### To do
Answer these three questions about the forum thread on choosing an RC car:
1. What cost limit does snmhanson set for the car, engine and radio?
2. Which engine did tfrahm run all summer?
3. What did OvalmanPA pick up about two years ago?

# What to Get?



## snmhanson (Nov 15, 2004)

I've been out of RC cars for about fifteen years now but am looking at getting back into them. I used to have an RC10 and RC12L (both electric) which I occassionally raced. Now I know next to nothing about the hobby so I am in need of some input on what to get. Initially I am just going to run them with my friends at our houses. I have five acres and a tractor so I will be able to build a track, some jumps, etc... and have fun. I may also get into racing if I catch the bug. I am thinking I want either a 1/8 or 1/10 scale 4WD nitro powered buggy or truck but I am open to any suggestions. I would like to keep the cost below $500 (would prefer below $400 if possible) for the car, engine and radio but I want something that can be competetive if/when I decide to race. I also like to tinker so something that is tweakable and has a lot of after market parts would be nice. Since racing may be in my future I would like something both size-wise and engine-wise that is pretty common in the racing circuits. I have looked at some different websites and a couple of cars that caught my eye are the Kyosho Inferno TR-15 or MP-7.5, the Associated RC-10GT and the Ofna Hyper 7 or 9.5. My friends have T-Maxxs that are fun as well. I am at the mercy of this forum. What do you guys suggest? Thanks.

Matt


----------



## tfrahm (Nov 14, 1998)

I am normally an "electric" racer, but... This summer I got a LOSI NT RTR, and it was sure fun! Great "package deal"... I ran all summer on one engine, and although the Mach .15 isn't what most would call a "race" engine, the new RTR's come with a rear exhaust version of that engine, and I think it will be even better!

From your description of your interests, that's what I'd recommend you get -- the new LOSI NT RTR II....

Monster trucks are sort of cool, but very "single purpose", (more backyard fun than "race" vehicles unless you mod the heck out of the chassis)... The NT can be raced as-is, and can be upgraded with all the latest LOSI race parts when/if you want...


----------



## OvalmanPA (Mar 21, 2000)

Yea from the sounds of what you want to do with it I'd have to agree with Tom. Either the XXX-NT RTR or for a little less but older technology, the RC10GT RTR would fit the bill almost exactly. Both have a large aftermarket following so hopups should not be a problem to find, especially for the GT. You might laugh but I picked up a Duratrax nitro Evader about two years ago now and it is a blast. It's very similar to the GT in design but cost a lot less. With that lesser cost however you do get a little lesser quality vehicle. I've found a few things that irk me about the little truck but it holds it's own on the track. The .18 is absolutely ballistic and a handfull on a small track!


----------



## snmhanson (Nov 15, 2004)

Great! Thanks for the responses so far. If anyone else has anything to add please do. It seems that you guys think I should go the truck route rather than the buggy route. Is there a reason for that? I've heard that trucks are easier to drive and generally better for beginners but buggys for some reason are much more appealing to me. Would a 1/8th buggy such as an Inferno MP-75 be total overkill for me? Or how about a 1/10th buggy, how would they compare to the trucks you are recommending? And are there many classes that 1/10th buggys could race in? Don't get me wrong, I value any advice offered and I will definately look into the trucks you recommended but I just want to lookm at all my options so I can make an informed decision. Also, what are the advantage/disadvantages between kits and RTRs? The RTRs seem to be a better value but I think that getting a kit and building the car would provide alot of insight into how it all works and help when I have to trouble-shoot problems later. Plus kits offer more flexibility in terms of radio, engine, etc... Any advice on that aspect? Thanks again for all of the help, I really appreciate it.

### Provided material
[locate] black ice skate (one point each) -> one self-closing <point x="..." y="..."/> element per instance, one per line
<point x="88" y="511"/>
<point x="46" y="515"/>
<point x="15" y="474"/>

### Solution to this task
1. Below $500, or below $400 if possible.
2. One Mach .15 engine, in a LOSI NT RTR.
3. A Duratrax nitro Evader.